Transcribe, without any alteration, only the lines that begin at the line containing "Mark the window" and run to the last line below.

Dataset entries:
----

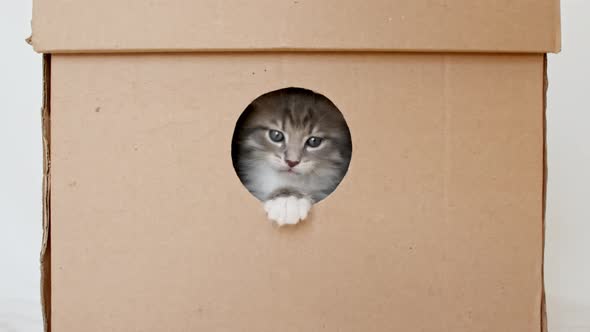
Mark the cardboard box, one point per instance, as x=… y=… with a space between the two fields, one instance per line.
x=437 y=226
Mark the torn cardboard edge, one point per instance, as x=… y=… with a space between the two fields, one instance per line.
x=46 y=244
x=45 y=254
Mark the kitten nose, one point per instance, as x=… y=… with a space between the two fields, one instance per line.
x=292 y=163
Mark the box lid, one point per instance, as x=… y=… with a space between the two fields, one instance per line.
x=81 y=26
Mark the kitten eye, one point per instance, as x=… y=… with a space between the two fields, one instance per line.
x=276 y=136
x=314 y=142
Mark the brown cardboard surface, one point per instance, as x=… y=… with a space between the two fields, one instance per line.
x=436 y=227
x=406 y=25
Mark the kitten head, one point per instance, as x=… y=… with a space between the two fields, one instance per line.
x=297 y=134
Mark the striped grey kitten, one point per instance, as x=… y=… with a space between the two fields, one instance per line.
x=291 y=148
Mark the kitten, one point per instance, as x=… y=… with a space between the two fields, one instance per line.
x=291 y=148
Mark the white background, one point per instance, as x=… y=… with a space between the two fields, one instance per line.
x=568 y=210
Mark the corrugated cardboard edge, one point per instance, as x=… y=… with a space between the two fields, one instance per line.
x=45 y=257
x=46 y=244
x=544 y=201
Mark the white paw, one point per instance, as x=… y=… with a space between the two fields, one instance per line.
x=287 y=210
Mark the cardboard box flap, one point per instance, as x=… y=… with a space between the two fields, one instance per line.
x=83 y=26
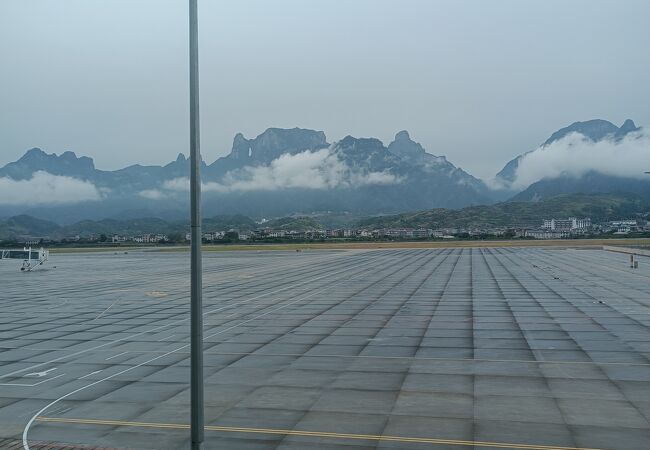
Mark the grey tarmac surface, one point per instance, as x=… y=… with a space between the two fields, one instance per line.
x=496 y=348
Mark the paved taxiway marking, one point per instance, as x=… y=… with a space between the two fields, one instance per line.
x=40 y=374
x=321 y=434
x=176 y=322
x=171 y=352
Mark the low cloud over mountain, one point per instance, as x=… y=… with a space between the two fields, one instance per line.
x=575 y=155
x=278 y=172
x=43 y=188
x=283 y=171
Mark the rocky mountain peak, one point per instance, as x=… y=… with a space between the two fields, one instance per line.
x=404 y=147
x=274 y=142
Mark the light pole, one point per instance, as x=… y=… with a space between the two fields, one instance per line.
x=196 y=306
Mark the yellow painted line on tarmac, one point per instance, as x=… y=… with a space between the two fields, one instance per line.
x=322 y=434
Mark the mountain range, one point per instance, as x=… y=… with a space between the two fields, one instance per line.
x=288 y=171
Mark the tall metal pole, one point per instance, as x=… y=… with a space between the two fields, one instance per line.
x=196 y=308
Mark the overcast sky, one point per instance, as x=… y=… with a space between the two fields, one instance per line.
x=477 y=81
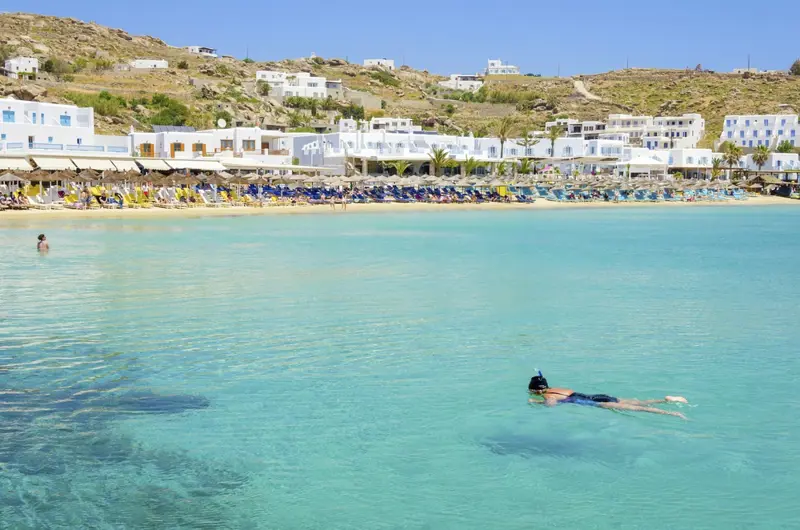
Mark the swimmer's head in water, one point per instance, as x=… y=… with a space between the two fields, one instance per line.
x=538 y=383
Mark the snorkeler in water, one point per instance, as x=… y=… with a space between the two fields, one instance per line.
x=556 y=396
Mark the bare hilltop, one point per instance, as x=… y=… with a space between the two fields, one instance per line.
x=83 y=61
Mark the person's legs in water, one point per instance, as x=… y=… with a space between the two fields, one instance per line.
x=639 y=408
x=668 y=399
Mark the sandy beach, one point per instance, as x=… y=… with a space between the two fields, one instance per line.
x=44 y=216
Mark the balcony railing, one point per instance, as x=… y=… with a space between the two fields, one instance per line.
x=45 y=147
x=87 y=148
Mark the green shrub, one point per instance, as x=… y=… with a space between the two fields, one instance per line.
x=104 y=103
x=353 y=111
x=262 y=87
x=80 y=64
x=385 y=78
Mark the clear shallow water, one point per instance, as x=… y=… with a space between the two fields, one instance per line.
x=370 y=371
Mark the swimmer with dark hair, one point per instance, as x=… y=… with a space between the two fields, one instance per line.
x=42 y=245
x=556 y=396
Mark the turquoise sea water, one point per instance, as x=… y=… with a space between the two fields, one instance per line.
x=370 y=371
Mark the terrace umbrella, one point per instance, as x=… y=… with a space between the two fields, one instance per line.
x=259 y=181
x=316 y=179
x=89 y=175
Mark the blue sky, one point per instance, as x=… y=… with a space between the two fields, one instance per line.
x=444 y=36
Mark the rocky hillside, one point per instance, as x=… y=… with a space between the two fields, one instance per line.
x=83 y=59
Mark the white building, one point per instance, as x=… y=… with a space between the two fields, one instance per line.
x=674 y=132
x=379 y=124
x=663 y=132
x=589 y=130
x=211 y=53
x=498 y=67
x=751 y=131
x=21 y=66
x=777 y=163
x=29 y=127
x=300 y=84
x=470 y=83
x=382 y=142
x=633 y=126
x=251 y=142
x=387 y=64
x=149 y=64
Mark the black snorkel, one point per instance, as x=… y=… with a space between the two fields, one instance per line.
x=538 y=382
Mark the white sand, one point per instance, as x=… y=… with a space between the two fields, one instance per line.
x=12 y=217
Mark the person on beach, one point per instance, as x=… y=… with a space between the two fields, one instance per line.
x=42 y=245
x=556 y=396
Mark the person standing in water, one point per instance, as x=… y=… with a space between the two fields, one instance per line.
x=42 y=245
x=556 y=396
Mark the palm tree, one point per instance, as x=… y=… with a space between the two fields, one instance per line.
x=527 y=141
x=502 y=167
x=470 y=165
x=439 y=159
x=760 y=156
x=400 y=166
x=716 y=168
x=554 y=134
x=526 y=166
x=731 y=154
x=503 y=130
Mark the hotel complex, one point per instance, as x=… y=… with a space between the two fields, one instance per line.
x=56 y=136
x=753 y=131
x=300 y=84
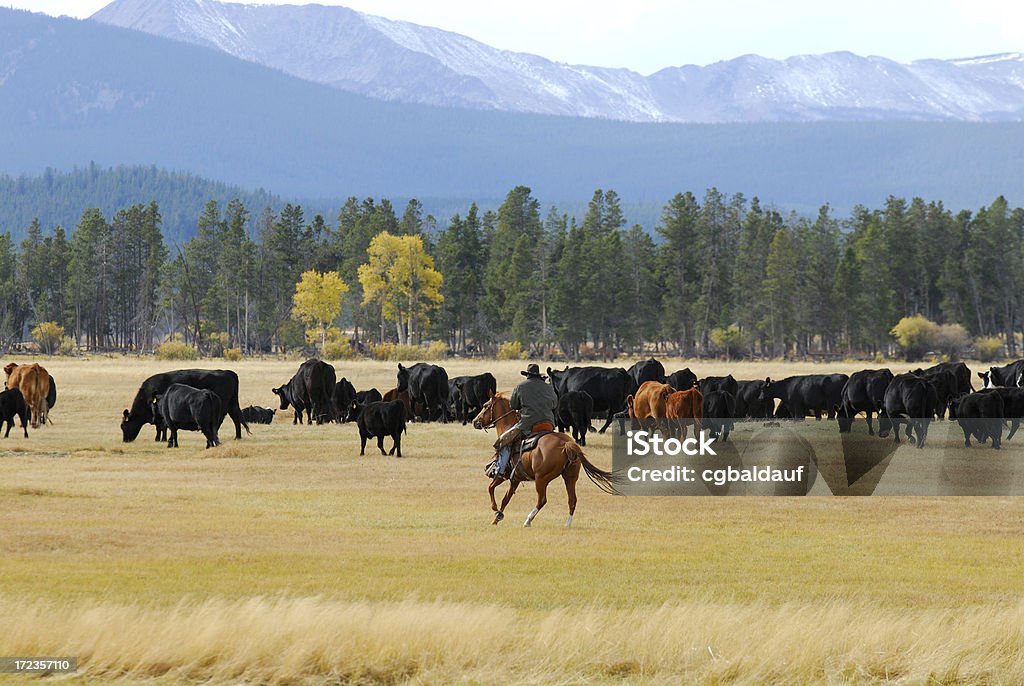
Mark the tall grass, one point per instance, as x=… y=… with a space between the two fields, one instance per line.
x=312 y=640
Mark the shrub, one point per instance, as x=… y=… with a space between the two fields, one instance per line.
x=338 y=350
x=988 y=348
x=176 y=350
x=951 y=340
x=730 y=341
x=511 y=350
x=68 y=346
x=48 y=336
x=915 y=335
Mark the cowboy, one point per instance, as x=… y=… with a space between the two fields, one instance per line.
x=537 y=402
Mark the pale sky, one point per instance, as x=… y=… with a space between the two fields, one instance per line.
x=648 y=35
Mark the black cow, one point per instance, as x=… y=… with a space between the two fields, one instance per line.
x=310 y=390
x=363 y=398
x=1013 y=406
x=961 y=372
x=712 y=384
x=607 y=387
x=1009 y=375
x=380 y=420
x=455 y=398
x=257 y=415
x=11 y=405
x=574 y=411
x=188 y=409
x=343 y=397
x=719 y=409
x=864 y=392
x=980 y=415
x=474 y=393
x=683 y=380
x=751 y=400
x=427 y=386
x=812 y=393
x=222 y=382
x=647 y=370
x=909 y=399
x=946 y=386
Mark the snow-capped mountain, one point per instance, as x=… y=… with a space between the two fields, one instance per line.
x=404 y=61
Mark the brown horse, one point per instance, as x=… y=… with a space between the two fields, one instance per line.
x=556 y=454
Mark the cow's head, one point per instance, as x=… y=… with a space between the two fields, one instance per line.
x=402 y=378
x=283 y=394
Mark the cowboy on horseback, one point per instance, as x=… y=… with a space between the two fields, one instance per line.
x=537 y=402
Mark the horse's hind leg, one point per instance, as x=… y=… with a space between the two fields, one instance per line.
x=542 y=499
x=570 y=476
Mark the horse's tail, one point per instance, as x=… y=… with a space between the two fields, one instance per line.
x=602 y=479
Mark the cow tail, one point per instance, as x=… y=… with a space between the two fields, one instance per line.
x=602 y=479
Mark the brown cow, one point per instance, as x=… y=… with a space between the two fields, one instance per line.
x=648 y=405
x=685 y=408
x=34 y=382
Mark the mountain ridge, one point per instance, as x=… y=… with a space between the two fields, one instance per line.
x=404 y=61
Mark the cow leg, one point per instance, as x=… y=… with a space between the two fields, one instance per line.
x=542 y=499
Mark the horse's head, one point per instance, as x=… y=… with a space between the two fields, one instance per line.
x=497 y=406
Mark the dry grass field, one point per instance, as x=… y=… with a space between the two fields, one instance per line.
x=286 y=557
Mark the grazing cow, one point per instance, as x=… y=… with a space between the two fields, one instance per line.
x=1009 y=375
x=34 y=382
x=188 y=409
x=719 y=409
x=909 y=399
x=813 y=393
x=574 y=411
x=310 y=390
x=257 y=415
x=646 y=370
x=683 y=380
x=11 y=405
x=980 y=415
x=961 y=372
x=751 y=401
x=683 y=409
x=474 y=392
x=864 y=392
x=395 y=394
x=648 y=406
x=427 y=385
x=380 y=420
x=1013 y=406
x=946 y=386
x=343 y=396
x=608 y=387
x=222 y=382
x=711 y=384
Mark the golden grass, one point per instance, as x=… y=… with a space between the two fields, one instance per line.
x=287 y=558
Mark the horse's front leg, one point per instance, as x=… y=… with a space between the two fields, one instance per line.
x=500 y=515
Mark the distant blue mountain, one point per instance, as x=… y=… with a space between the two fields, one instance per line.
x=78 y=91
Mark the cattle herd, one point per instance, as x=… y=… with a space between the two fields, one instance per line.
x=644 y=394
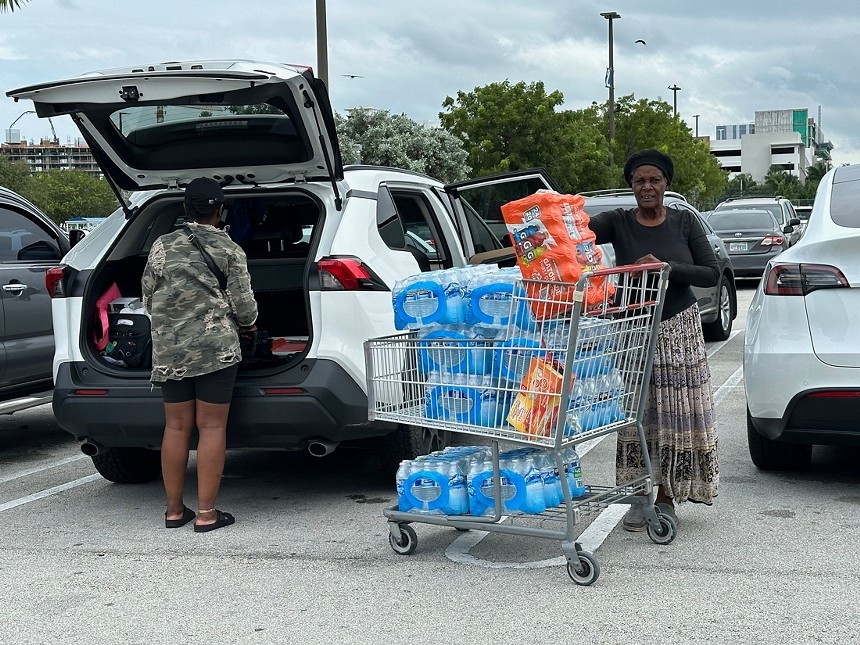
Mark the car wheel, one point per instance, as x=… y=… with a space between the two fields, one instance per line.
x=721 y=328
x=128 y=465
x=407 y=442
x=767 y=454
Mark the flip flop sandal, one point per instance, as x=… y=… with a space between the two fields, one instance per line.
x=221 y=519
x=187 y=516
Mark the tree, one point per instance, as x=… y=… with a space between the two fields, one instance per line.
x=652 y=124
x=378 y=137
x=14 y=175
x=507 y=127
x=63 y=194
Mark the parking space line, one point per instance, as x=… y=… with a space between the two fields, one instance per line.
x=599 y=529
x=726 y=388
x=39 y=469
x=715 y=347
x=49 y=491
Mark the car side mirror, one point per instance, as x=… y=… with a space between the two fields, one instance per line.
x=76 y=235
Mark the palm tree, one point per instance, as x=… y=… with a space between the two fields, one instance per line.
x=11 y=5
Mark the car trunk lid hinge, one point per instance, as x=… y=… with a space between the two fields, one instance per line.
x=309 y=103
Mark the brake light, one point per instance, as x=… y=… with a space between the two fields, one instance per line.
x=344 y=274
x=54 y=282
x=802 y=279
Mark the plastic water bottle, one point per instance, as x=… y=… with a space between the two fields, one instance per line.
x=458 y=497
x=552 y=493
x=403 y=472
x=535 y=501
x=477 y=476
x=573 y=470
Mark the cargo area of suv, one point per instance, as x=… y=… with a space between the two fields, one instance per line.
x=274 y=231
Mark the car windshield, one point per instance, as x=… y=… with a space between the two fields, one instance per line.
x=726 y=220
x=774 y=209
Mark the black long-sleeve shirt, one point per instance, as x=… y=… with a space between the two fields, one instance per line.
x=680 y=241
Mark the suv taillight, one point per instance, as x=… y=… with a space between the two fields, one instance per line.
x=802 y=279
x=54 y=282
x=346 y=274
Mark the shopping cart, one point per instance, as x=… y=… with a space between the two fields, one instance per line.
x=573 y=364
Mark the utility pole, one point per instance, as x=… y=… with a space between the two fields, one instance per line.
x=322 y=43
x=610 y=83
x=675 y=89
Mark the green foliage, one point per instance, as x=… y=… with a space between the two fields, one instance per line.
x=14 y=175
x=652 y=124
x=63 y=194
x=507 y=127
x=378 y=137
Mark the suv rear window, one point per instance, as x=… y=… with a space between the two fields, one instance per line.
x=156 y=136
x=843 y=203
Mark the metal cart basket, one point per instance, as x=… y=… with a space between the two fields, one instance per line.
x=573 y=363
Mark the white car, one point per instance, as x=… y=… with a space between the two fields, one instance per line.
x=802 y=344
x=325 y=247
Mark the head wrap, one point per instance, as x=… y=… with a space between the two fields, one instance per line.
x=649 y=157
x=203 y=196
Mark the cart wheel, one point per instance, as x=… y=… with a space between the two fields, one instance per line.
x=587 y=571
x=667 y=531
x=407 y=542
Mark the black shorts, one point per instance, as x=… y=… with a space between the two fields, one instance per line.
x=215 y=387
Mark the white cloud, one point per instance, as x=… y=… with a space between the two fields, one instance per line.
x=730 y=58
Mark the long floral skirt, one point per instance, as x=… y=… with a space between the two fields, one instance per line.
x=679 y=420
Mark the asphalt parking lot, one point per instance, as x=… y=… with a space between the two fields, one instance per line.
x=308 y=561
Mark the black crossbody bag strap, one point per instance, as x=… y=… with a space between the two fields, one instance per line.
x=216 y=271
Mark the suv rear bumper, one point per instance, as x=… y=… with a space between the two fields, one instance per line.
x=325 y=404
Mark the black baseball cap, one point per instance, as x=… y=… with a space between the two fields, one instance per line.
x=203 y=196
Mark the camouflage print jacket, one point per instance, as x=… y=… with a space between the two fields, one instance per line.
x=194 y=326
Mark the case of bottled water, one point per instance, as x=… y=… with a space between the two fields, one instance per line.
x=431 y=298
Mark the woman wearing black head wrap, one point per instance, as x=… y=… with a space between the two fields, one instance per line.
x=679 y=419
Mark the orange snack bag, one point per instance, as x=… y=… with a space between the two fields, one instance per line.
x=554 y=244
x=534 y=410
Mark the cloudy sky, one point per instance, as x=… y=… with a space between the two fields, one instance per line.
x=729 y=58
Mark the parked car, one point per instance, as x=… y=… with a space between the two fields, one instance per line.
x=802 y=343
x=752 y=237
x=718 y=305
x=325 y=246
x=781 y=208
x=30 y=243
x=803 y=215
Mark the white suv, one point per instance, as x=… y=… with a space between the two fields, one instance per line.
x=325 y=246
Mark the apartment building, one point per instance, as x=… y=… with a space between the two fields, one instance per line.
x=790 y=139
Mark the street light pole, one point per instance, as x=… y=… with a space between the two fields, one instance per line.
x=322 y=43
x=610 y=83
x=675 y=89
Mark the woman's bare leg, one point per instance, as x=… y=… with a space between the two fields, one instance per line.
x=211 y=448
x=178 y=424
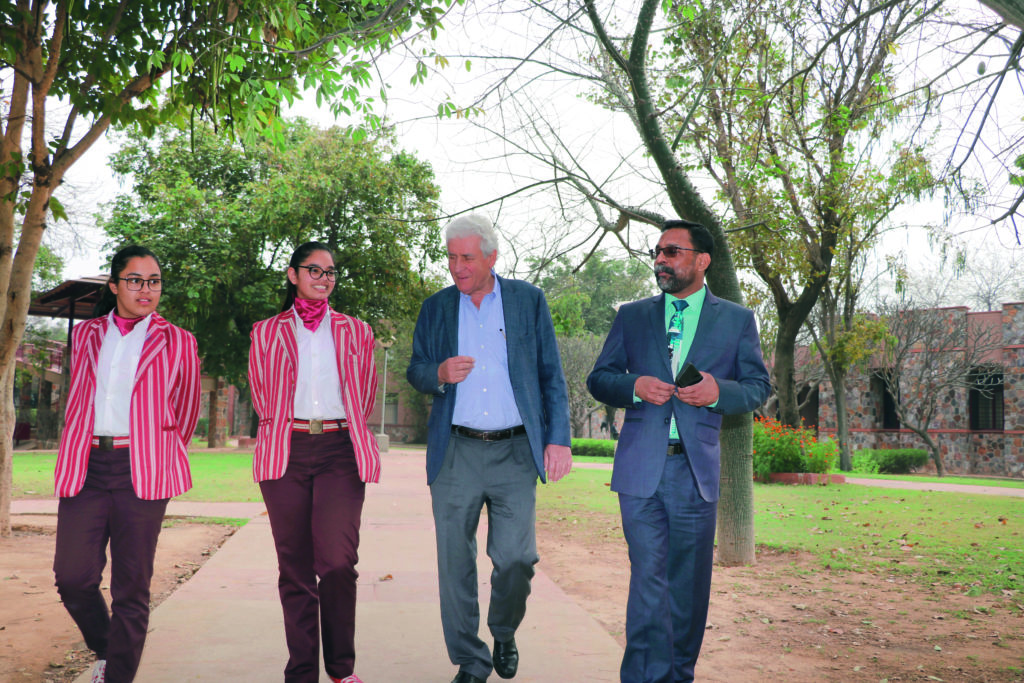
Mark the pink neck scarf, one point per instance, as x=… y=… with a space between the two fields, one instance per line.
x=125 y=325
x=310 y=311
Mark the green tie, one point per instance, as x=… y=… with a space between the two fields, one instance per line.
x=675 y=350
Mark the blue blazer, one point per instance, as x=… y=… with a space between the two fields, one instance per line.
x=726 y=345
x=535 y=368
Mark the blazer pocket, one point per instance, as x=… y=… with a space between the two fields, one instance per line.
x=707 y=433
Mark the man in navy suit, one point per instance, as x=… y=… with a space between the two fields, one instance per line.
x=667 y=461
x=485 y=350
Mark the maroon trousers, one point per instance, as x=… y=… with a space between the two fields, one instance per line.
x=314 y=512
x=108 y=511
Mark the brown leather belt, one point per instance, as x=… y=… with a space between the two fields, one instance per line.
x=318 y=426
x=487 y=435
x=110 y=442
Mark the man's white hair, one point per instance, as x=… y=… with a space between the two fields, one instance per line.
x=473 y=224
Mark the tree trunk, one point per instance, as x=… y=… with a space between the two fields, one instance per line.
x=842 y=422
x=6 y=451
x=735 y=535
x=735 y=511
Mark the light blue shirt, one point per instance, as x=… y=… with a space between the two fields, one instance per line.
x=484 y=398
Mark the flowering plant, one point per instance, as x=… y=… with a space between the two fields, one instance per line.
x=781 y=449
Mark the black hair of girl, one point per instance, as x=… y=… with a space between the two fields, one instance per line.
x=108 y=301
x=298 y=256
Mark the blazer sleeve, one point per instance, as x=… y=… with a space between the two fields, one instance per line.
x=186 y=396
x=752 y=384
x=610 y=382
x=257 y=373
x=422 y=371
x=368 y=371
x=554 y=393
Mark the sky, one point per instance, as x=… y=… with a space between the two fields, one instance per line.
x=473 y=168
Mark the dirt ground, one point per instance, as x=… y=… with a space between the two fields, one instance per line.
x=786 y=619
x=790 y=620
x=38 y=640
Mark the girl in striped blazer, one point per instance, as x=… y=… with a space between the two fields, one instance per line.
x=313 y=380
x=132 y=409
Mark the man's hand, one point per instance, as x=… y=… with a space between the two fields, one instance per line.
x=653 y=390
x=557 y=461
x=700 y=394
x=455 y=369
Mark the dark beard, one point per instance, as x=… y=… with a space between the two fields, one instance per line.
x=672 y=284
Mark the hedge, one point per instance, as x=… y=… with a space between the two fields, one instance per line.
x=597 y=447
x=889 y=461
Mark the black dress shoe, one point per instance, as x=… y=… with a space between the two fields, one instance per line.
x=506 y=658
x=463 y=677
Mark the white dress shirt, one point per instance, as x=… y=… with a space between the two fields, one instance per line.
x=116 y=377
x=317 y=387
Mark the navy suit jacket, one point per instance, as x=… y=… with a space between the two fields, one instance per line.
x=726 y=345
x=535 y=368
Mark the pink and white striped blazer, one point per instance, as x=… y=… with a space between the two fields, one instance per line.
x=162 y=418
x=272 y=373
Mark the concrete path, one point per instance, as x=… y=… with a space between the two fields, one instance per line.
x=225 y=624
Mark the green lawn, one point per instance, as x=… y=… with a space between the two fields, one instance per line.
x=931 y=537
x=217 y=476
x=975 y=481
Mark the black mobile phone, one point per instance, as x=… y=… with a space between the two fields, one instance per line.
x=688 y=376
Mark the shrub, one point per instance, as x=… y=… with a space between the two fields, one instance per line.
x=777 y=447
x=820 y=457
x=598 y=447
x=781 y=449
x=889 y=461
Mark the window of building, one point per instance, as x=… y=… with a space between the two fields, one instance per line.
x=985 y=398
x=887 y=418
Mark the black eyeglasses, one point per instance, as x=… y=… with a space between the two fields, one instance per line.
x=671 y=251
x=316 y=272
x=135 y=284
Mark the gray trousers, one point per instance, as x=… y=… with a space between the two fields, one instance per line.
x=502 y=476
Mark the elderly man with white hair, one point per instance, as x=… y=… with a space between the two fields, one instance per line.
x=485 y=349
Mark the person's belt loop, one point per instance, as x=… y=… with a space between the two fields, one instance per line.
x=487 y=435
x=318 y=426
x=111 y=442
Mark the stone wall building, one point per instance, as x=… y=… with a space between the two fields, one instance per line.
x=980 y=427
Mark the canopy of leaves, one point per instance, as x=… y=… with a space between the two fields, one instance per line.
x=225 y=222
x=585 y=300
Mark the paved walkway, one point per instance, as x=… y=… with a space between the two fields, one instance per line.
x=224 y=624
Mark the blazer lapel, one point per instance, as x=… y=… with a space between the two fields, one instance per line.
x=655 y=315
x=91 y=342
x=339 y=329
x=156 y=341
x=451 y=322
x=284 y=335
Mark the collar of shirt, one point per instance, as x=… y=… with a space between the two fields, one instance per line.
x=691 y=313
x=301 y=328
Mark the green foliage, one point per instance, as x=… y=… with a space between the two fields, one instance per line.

----

YOUR SOLUTION:
Mark the window of building, one point per instance, as x=… y=… with a space between the two fields, one instance per line.
x=985 y=398
x=887 y=418
Mark the black eyeglasses, one point per instance, as x=… y=… with a space between the two fields, one instance per line.
x=671 y=251
x=316 y=272
x=135 y=284
Mark the gray trousers, one point per instance, as x=… y=… with a space between the two fields, one instance per line.
x=502 y=476
Mark the elderly man with white hair, one point per instance, as x=… y=… with a space between the two fields, one instance per line.
x=485 y=349
Mark the person's belt loop, one point per instance, as x=… y=… with a space between the two fields, one instance per line.
x=487 y=435
x=318 y=426
x=111 y=442
Mark the stone wall building, one point per instance, as x=… y=… with a space between the two fields, one instance per line.
x=980 y=427
Mark the canopy of leaves, one point per instance, as x=… y=… with a space between the two fields, one instance per line.
x=225 y=222
x=585 y=300
Mark the paved walkway, one point per instance, as x=… y=… with a space between the two fields, one instance per line.
x=224 y=624
Mark the blazer lapel, one point per instance, as x=… y=… with a space between the two fields, one instance per line.
x=655 y=315
x=91 y=342
x=339 y=329
x=156 y=341
x=451 y=322
x=284 y=335
Mark the collar of shirt, one point per instance, as x=… y=… with a space between the two fields, one instance per line.
x=691 y=313
x=301 y=328
Mark the green foliage, one point per instance, as x=… y=… with a space between the two fields, one instance per line.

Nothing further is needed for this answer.